Article:
§
Wednesday, March 12, 2014

CHECKING IN

I wanted to check in.
First of all, thank you all so much for reaching out.. for the kind words. They're appreciated more than I can say.

I miss writing.
I miss it so much I ordered a journal that Sarah recommended.
I want to be able to be honest here, but there are things that I just don't want to memorialize on the big world wide web for anyone to stumble across.

That doesn't mean I won't talk about my mom on here, and how I'm doing, and that I'm having a sad day.. because that's all true, and I'm sure I'll talk about that. I don't want it to be all that I talk about, though, because it's..surprisingly enough.. NOT my entire world right now.

Outwardly I'm sure I look fine to people, and to be honest 75-80% of the time, I feel it too. That's because I refuse to let myself dwell on it for too long. Because if I admit to myself that I'm not sure she understood what was happening to her, that I believe she wasn't ready to go, and that she seemed scared: If I think about those things for even a second too long and I let myself go, I cease to function. The reality of the matter is, I'm an attorney, and I have to function. Everybody else is slowly moving on with their lives, and while nobody will forget about my mom... I need to start to move on, too.

I do let myself go to that place, sometimes.. because I know it's important to think through everything, to let myself feel these things, but I'm usually only comfortable doing that privately (or with Matt around, obviously). I've had some (what I've perceived as) incredibly irrational thoughts the last few weeks.. and in emailing with people who have also lost a parent.. I've come to realize they're actually not all that irrational.
§
What you will do:
1 – Can you rewrite the stretch of the blog post from "CHECKING IN" through "that Sarah recommended.", putting "notebook" in place of "journal"?
2 – How would the blog post about losing a mother carry on from where it stops?

Excerpts from a point labeling dataset:
§
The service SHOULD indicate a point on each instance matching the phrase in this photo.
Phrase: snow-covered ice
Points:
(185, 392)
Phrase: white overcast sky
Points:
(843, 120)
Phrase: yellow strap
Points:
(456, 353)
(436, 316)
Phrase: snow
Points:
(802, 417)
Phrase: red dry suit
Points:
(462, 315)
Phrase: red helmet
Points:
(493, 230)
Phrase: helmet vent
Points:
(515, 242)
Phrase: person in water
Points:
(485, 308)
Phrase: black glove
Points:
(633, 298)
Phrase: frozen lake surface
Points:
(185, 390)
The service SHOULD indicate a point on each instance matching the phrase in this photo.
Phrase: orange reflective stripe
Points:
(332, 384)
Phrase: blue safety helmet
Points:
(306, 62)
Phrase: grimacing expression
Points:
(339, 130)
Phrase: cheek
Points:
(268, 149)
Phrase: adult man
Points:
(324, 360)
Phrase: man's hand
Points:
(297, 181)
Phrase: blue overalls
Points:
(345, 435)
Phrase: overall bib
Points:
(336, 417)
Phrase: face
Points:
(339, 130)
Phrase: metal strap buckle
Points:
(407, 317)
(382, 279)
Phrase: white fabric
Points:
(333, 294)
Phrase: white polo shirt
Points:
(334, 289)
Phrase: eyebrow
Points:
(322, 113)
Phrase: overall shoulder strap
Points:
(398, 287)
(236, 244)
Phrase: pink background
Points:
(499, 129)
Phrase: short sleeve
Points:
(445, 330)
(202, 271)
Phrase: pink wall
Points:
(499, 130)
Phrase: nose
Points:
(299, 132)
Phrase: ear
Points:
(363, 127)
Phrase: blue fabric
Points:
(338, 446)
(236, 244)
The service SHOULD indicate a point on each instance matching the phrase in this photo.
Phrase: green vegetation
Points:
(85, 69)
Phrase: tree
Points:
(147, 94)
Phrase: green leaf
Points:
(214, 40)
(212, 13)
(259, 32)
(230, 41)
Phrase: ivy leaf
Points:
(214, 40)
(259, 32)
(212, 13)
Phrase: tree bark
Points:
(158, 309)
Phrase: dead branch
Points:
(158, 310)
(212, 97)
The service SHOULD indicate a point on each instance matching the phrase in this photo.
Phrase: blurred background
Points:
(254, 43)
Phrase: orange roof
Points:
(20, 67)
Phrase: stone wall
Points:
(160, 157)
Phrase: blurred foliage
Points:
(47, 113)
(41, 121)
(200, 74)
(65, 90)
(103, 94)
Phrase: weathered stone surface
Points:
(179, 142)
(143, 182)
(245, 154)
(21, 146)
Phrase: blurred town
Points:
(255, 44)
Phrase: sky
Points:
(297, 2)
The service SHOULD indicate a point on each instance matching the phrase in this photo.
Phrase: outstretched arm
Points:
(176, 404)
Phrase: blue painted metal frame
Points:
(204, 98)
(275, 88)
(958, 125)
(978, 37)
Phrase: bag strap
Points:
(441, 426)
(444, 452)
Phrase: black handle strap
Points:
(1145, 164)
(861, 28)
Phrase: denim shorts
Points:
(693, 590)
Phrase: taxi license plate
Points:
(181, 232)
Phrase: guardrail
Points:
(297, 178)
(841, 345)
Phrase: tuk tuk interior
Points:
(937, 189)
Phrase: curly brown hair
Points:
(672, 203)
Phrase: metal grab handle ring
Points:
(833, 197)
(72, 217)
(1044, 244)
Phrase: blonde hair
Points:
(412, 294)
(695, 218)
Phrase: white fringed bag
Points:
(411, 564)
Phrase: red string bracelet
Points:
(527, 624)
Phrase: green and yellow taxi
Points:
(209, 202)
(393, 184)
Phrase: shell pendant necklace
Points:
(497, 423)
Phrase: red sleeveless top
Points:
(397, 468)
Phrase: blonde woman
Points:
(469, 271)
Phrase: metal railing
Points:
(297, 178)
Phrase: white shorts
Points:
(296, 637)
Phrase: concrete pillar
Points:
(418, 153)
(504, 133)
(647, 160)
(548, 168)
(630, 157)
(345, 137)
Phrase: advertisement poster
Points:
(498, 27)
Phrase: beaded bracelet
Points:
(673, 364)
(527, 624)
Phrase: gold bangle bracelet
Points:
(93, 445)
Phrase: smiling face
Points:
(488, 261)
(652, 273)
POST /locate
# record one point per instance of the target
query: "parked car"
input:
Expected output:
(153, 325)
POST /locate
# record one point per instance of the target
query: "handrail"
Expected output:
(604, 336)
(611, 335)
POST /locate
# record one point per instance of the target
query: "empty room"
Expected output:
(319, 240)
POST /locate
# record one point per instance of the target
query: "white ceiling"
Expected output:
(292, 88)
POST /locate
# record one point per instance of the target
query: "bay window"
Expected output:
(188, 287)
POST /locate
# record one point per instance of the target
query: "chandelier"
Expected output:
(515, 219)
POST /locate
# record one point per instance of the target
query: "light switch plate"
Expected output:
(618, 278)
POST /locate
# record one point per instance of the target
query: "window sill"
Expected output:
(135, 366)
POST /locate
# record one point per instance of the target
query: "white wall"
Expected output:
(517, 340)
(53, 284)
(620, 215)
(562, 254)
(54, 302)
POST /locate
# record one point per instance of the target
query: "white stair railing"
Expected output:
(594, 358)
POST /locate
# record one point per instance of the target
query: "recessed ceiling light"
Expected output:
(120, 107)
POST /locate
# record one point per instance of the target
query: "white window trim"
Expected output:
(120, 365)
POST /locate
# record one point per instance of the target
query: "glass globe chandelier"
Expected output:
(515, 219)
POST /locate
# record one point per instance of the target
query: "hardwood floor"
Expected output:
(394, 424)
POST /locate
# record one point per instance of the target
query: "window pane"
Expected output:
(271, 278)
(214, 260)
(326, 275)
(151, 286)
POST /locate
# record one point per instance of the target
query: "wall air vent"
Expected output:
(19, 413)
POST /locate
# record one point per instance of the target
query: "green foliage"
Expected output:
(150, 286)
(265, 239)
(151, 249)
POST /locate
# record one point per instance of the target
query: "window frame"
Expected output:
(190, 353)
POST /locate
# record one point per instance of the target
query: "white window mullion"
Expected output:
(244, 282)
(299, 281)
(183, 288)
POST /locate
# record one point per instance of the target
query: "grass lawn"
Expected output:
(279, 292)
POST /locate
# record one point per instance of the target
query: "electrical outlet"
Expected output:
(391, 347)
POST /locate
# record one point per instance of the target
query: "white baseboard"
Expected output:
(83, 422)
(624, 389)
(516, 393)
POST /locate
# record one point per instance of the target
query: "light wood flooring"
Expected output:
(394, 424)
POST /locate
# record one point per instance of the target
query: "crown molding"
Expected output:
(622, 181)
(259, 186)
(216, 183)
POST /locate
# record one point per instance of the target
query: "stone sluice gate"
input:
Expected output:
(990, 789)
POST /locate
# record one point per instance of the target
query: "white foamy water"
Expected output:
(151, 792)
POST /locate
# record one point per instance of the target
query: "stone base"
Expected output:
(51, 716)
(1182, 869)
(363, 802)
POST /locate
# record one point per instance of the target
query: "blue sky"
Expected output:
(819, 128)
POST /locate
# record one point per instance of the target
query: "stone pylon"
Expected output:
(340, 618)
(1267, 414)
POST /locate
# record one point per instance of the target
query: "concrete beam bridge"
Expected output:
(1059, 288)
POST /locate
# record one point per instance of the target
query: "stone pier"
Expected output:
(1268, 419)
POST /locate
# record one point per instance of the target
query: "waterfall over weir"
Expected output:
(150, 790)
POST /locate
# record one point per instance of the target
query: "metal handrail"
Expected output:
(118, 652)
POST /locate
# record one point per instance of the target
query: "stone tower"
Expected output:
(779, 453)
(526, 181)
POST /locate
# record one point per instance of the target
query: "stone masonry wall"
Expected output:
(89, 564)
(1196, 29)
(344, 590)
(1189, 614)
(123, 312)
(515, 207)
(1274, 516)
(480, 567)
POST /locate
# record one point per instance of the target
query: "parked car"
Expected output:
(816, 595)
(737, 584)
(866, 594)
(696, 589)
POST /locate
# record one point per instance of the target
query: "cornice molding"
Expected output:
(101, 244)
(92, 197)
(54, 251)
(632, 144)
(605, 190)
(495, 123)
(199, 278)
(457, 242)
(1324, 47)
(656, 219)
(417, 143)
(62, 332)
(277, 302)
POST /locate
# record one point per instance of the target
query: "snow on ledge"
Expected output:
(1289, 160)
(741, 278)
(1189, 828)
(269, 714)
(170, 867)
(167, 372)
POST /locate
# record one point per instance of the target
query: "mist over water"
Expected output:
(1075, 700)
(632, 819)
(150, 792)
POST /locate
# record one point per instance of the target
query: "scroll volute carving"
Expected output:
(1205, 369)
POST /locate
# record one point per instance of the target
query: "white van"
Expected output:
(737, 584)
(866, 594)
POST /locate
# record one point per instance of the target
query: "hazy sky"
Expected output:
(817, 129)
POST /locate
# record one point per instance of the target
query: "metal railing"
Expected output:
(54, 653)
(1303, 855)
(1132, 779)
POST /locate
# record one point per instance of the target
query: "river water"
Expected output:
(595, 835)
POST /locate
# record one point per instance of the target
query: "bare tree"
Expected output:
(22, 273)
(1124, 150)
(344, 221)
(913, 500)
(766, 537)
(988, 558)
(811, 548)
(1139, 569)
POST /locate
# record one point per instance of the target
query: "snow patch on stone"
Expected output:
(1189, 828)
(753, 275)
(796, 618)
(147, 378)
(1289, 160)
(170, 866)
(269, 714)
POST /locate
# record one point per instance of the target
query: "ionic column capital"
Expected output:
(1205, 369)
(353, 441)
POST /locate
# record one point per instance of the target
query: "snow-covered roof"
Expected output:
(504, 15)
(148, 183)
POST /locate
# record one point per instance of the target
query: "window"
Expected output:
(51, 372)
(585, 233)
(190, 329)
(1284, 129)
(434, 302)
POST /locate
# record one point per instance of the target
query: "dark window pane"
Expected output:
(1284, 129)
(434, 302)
§
Outputs for the tasks:
1 –
CHECKING IN

I wanted to check in.
First of all, thank you all so much for reaching out.. for the kind words. They're appreciated more than I can say.

I miss writing.
I miss it so much I ordered a notebook that Sarah recommended.

2 –
I'm in this weird place with this blog. I don't want it to be the only thing I talk about (because it's not the only thing I think about) but I also feel fucked up writing about what I did this weekend, like nothing happened. There's guilt there, and I know nobody would think that about me, but it's still something I'm feeling. I also don't want to be that girl who only talks about her dead parent because that is heavy and sad. People are all heavy and sad with you in the immediate aftermath of something like this.. but they move on faster. There's nothing wrong with that, it wasn't their mom, and they can still feel sad for you, but they likely won't have the random waves of emotions, or still feel it as acutely, as I have been. For example, the other night Matt and I were driving home from somewhere. We'd had a great night out, I was fine all night- happy, laughing, having a good time- and I just burst into tears in the car. My thought process?: I was having a good night and my mom was dead and how was this all possible and that was really fucking sad. Matt looked over and in a very panicked voice asked "sweetie, what's wrong?!"... The tone in his voice told me he wasn't sure what the root cause of the tears was. I'm honestly not sure if it was in response to this car-cry or a different one (I do my best crying in the car) but I snapped, "my mom's dead. that's what's wrong."

I don't blame him for that, I understand he's never been with someone who has lost a parent, and he hasn't lost a parent (or another equally close relative) himself.. this is as new to him as it is to me. So when I burst into tears a few weeks from now, months, years.. I don't expect everybody to automatically associate it with my mom's death. Sometimes it won't be about that, but sometimes it will be.

I've come to find out that's totally normal. But, that's precisely why this just isn't the space for me to talk about some of the deeper, more personal things I'm feeling.

I'm not 100% sad, and I'm not 100% okay.
I also just have been really busy. Besides dealing with the aftermath of her death, the funeral and everything that entails, the case I'd had at work set to go to trial in 2 weeks absolutely exploded.. thankfully we've gotten a continuance but there's a lot to be done there, so that's been a source of anxiety. My family and I have signed up to do the M.S. walk, so I've been working on the website, getting donations, designing T-shirts, and will be planning a reception after the walk. I've agreed to host a bridal shower for Leah in April, so.. I've been brainstorming for that. And..due to some recurring car drama with M's Malibu, we've been shopping for (another) new car - - this time to lease. So, there's been carpooling, car shopping, and just in general a pain in the ass.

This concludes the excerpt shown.